■ **Activity**
Resume the essay on hotel guest personalization, starting right after its last sentence.

■ **Reading text**

Until recently, the concept of true personalization in the hospitality industry was a pipe dream. Most hotels use disparate platforms for booking, point-of-sale, property management systems, loyalty, ticketing, etc., which make capturing critical guest data extremely complicated. Additionally, if a guest books a room through an OTA, the hotel doesn’t get access to my email unless I provide it in person at check-in.
Having worked in the hospitality industry for many years, I understand the difficulty in capturing and using guest data for more relevant engagement. But in other industries like retail, I see how powerful it can be when my data is used to anticipate my needs, send me relevant offers, and personalize the shopping experience.
Unfortunately, hoteliers today are still missing the mark. Here’s a personal example: A few weeks ago, I checked into a hotel that I have stayed at twice before. The woman checking me in warmly welcomed me. After confirming the details of my reservation she asked, “Have you stayed with us before?” I bristled. Not only had I stayed at the hotel before, but I wrote a review of my experience on TripAdvisor. The General Manager even responded to my review. I had also tweeted a day before my arrival that I was looking forward to another visit to the hotel, and I included the hotel’s Twitter handle in my tweet.
This is a great example of a missed opportunity for a hotel to take the guest experience to the next level. I don’t blame the front desk staff that day for my imperfect experience. I know that even if my guest data had been collected and stored from previous visits, making that data available to all staff members for effective guest engagement is a complicated feat.

■ **Image-grounded pointing data**
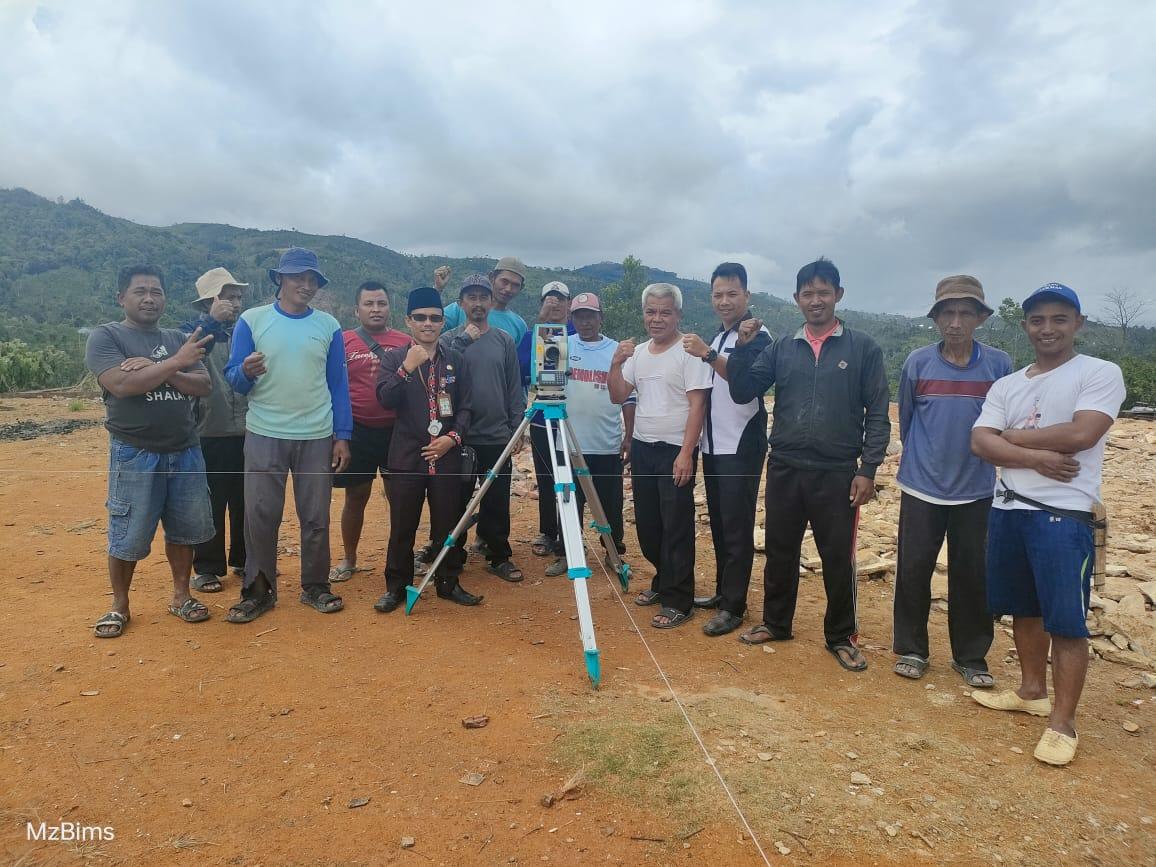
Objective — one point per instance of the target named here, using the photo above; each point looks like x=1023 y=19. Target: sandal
x=191 y=610
x=647 y=597
x=206 y=583
x=674 y=617
x=321 y=600
x=853 y=653
x=541 y=546
x=505 y=570
x=762 y=634
x=911 y=666
x=246 y=610
x=976 y=677
x=112 y=623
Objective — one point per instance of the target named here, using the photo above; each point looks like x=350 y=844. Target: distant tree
x=1121 y=310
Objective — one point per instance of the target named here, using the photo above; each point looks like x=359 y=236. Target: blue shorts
x=146 y=489
x=1039 y=565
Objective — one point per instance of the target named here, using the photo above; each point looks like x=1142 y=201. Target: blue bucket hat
x=1052 y=291
x=297 y=260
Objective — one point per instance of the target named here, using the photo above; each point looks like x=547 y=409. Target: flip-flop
x=911 y=660
x=191 y=610
x=206 y=583
x=976 y=677
x=115 y=622
x=834 y=649
x=674 y=617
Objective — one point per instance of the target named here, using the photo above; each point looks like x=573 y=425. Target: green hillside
x=59 y=260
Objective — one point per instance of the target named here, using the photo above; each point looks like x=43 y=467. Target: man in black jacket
x=829 y=436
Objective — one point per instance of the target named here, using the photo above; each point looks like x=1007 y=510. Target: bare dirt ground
x=249 y=745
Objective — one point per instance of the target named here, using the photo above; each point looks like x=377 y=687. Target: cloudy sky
x=904 y=140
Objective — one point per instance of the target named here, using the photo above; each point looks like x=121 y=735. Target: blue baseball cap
x=1052 y=291
x=297 y=260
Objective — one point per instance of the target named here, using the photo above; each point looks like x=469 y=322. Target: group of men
x=214 y=420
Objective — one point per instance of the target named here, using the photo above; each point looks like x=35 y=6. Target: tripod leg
x=600 y=523
x=414 y=593
x=570 y=527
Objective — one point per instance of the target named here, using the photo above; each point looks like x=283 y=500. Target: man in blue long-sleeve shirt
x=289 y=358
x=947 y=490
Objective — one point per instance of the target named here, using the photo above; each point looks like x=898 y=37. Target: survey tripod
x=569 y=468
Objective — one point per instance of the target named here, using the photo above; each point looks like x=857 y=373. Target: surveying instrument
x=549 y=369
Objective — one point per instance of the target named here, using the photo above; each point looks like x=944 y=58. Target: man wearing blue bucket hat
x=289 y=358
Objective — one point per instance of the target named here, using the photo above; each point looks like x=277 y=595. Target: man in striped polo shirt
x=947 y=490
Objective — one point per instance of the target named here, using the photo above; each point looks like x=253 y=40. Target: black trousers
x=224 y=467
x=665 y=521
x=407 y=494
x=543 y=473
x=494 y=512
x=732 y=494
x=923 y=526
x=821 y=497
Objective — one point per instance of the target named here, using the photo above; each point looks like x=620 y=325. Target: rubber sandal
x=246 y=610
x=860 y=666
x=505 y=570
x=113 y=622
x=762 y=634
x=674 y=617
x=321 y=600
x=206 y=583
x=645 y=598
x=975 y=676
x=191 y=610
x=912 y=661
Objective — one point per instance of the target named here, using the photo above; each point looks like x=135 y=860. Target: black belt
x=1087 y=518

■ **Answer box**
I’m not alone in expecting and appreciating personalized service from the hotels where I choose to stay. In a May 2014 Yahoo survey, 78% of consumers expressed a desire for some kind of personalization.
I have stayed at some high-touch hotels where I received service that seemed custom-designed for my stay. The staff left my favorite newspaper outside my door and addressed me by name. I got a call when I arrived in my room asking if I would like to make a spa reservation. I left feeling like I had a dozen new friends and couldn’t wait to rebook.
However, it is important to remember that what is a treat to one person might be an inconvenience to another. An invitation to a happy hour might be laugh-worthy to a mom traveling with her young son. But a young business traveler with no plans for the evening might relish the opportunity to network with other hotel guests. Also, the purpose of each stay may change the preferences of the guest. An email alerting me to an open 3 pm slot at the spa when I am in a conference on-site might be an inconvenience. But, if I were traveling with a friend for leisure, I would love the interruption and the opportunity to get a sought-after reservation. Hoteliers need to think about the relevance of their communications and service to satisfy their guests.